Passage shown START

# Clothing and matting?



## Rocks (Jul 9, 2012)

I am curious is there any kind of clothing or material that is prone to matting on a Maltese? I've read a few posts about people saying that they had issues with clothing causing mats. So with a malty that has very fine cotton like fur that mats if you look at it I figured I'd ask to help prevent matting.


----------



## MaxisMommie (Jul 30, 2012)

Honestly, I pretty much have a problem with clothing on Maxi PERIOD. Everything I put on him seems to create some mats, however, it really depends on the amount of time he is wearing something too. I never leave anything on more than a couple hours because otherwise he has so many mats. That is pretty much the best solution I have come up with...


----------



## Ladysmom (Oct 19, 2004)

All clothing causes mats IMO. I keep Bailey in a Town & Country cut for just that reason.

Satin lined clothing causes less matting, but it limits your clothing choices. Bailey is pretty rough and tumble so he does best in knit "play clothes".


----------



## sassy's mommy (Aug 29, 2005)

When you dress your malt I think it is important to make sure they are brushed out well before dressing them. Also, immediately after you take their clothes off brush them out again. That way if there are mats you are addressing them before they get too out of hand. I personally don't experience any difference with the satin lined or the cotton lined clothes. But I brush Sassy before and after dressing her so mats are not a real problem.


----------



## Just A Girl (Oct 13, 2012)

Daisy has one little t-shirt that I got her & she haaaaaates it! So pretty much the only time I put it on her is she is acting like she's cold. She also has a cute little raincoat that I couldn't resist & she hates it too. *sigh* I see so many cute dresses & shirts but I know she doesn't like to be dressed, so don't buy anything.


----------



## Rocks (Jul 9, 2012)

Passage shown END

* _To-do item A_
Count the lines in the entries that contain the string "positive", with case counting, and reply with the number alone.
The forum thread on Maltese clothing and matting and the entries that follow come from unrelated sources.

Recorded data START

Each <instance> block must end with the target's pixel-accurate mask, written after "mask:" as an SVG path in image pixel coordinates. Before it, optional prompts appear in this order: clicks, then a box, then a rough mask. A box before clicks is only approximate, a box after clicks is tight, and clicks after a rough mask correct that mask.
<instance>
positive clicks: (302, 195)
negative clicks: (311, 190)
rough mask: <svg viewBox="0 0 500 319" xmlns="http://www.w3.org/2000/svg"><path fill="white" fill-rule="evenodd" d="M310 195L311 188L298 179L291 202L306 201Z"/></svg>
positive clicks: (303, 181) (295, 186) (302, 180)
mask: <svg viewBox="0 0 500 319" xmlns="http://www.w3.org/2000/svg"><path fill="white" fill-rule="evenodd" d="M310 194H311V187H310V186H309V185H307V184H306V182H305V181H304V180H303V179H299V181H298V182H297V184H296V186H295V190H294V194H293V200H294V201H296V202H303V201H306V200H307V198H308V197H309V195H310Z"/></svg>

Recorded data END
Recorded data START

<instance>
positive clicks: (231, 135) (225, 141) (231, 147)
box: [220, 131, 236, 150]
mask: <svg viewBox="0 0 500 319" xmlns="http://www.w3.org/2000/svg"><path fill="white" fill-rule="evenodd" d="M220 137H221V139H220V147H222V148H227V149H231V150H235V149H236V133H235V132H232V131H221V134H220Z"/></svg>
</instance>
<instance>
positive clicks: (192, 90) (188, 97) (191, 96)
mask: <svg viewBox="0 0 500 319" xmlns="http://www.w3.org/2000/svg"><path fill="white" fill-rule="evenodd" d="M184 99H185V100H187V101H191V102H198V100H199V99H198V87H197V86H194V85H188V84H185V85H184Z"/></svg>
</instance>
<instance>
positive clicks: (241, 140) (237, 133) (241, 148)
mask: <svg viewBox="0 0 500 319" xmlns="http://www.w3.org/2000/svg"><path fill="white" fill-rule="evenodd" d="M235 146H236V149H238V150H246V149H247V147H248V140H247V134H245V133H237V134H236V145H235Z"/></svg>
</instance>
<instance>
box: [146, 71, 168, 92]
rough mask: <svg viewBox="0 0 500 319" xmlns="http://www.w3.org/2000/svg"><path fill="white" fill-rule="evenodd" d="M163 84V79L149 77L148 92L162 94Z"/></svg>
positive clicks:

Recorded data END
Recorded data START

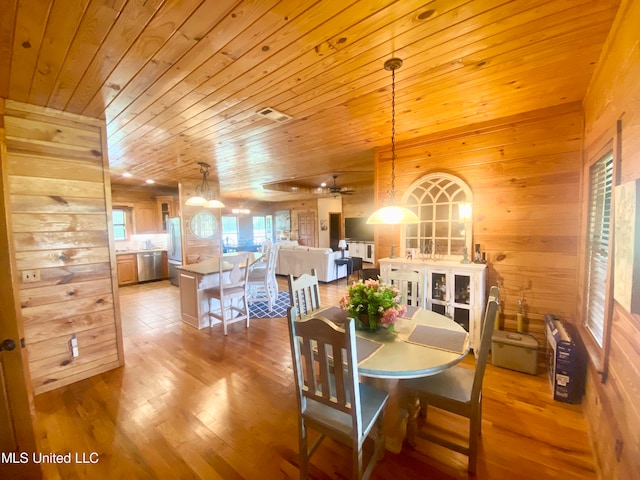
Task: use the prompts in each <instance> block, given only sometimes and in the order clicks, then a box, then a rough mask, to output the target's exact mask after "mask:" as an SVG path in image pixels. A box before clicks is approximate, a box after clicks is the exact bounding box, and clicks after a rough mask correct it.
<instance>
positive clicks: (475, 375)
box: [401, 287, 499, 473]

Recorded data END

* _To-do item B_
Write the next part of the forum thread on Maltese clothing and matting, picking up right after its last line.

* _Exercise response A_
7

* _Exercise response B_
Louie has a black t-shirt that says "I Rock" on the back and he doesn't mind it at all. I also have two coats for him, one lined with fake fur and that is the one I worry about the most. It just seems like it would help mat fur even though its probably the warmest coat I have for him.


----------



## sassy's mommy (Aug 29, 2005)

Just A Girl said:


> Daisy has one little t-shirt that I got her & she haaaaaates it! So pretty much the only time I put it on her is she is acting like she's cold. She also has a cute little raincoat that I couldn't resist & she hates it too. *sigh* I see so many cute dresses & shirts but I know she doesn't like to be dressed, so don't buy anything.


 Does the tee and the raincoat have sleeves? If so, that could be the problem. I think sleeves sometimes makes them feel restricted.


----------



## Rocks (Jul 9, 2012)

Ok, I think I'm going to have to get pictures of Louie is his various attire. Let me grab a camera and I'll head to the photos section of the forums, brb :chili:


----------



## Just A Girl (Oct 13, 2012)

sassy's mommy said:


> Does the tee and the raincoat have sleeves? If so, that could be the problem. I think sleeves sometimes makes them feel restricted.


the shirt has short sleeves, but the raincoat has no sleeves at all


----------



## jmm (Nov 23, 2004)

Roo wears a shirt or a sweater pretty much all winter...I just keep him clipped pretty short. No matting.


----------



## StevieB (Feb 2, 2012)

Rocks said:


> Ok, I think I'm going to have to get pictures of Louie is his various attire. Let me grab a camera and I'll head to the photos section of the forums, brb :chili:


Oh, gosh, Jerry. A man in a rock band who dresses his maltese. If I wasn't married you might be my dream guy! :wub:


----------



## Rocks (Jul 9, 2012)

His T-shirt and his winter coat both have sleeves and he doesn't mind, he isn't thrilled if I don't open the door but he tolerates them. He even puts his head right in so I don't have to play "chase the face".




StevieB said:


> Oh, gosh, Jerry. A man in a rock band who dresses his maltese. If I wasn't married you might be my dream guy! :wub:



How could you look at a face like this and not want to dress it up? lol











One of these days I need to either bother to set the time/date on the camera or turn it off, lol

Playing in a band is one of life's greatest pleasures, its about as enjoyable as having a Louie Dog for a best friend.


----------



## Grace'sMom (Feb 22, 2012)

I keep both Gus and Grace short. Grace wears clothes almost all year. Her body temp fluctuates too much.... But in a short cut, no problems with mats.


----------



## Zsa Zsa's Mom (Mar 11, 2012)

I JUST realised that my girl's winter jacket that's lined with fleece, is what caused her entire back and stomach to mat, and I usually keep her hair short, but now I have to shave her down completely as it's been spreading to her armpits and top of her thighs and while trying to comb out the mats, I hurt her and worsen the quality of her hair -which only leads to more matting.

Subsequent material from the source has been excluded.